Work task: Search the records below for the word "magenta", then return every line where it appears.

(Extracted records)
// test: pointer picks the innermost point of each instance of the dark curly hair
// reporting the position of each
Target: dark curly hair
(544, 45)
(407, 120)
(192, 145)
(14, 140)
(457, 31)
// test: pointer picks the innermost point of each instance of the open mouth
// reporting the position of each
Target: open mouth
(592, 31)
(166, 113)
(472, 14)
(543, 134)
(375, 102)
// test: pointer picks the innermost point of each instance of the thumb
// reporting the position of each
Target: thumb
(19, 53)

---

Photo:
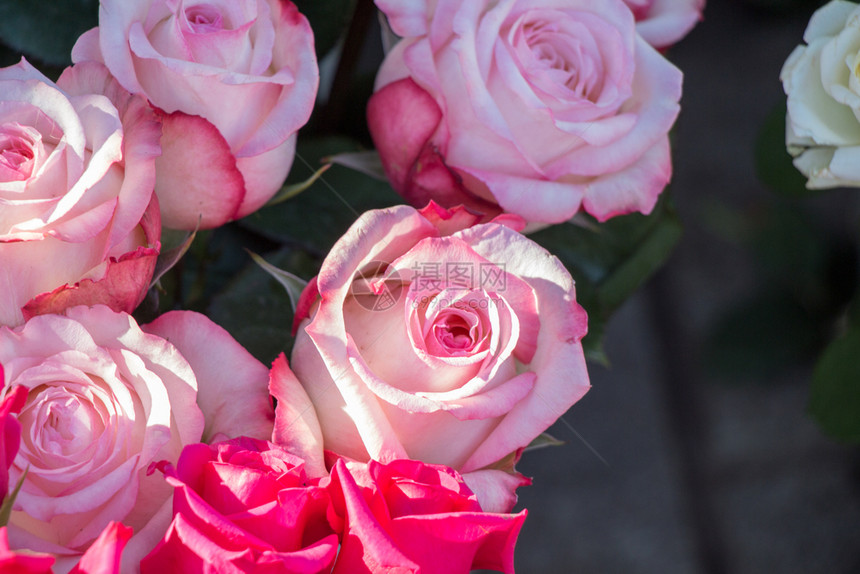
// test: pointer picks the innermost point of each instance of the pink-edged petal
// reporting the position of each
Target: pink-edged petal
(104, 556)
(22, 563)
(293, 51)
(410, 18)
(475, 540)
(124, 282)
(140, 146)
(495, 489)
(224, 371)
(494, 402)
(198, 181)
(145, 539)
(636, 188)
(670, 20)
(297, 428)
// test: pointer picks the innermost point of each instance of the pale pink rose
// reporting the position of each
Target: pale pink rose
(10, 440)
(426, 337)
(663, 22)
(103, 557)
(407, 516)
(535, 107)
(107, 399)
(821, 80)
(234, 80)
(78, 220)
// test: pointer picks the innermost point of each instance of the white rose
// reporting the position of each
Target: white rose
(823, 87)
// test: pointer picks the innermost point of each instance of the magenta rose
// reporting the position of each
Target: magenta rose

---

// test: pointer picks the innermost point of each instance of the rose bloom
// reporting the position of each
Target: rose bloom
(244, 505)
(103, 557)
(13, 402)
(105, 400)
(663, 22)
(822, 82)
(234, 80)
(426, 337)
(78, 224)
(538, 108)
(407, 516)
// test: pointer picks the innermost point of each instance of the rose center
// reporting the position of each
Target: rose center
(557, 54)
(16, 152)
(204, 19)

Result of this task:
// test: pointer picks the innermost point of each instance of the magenta rose
Target: magenta rose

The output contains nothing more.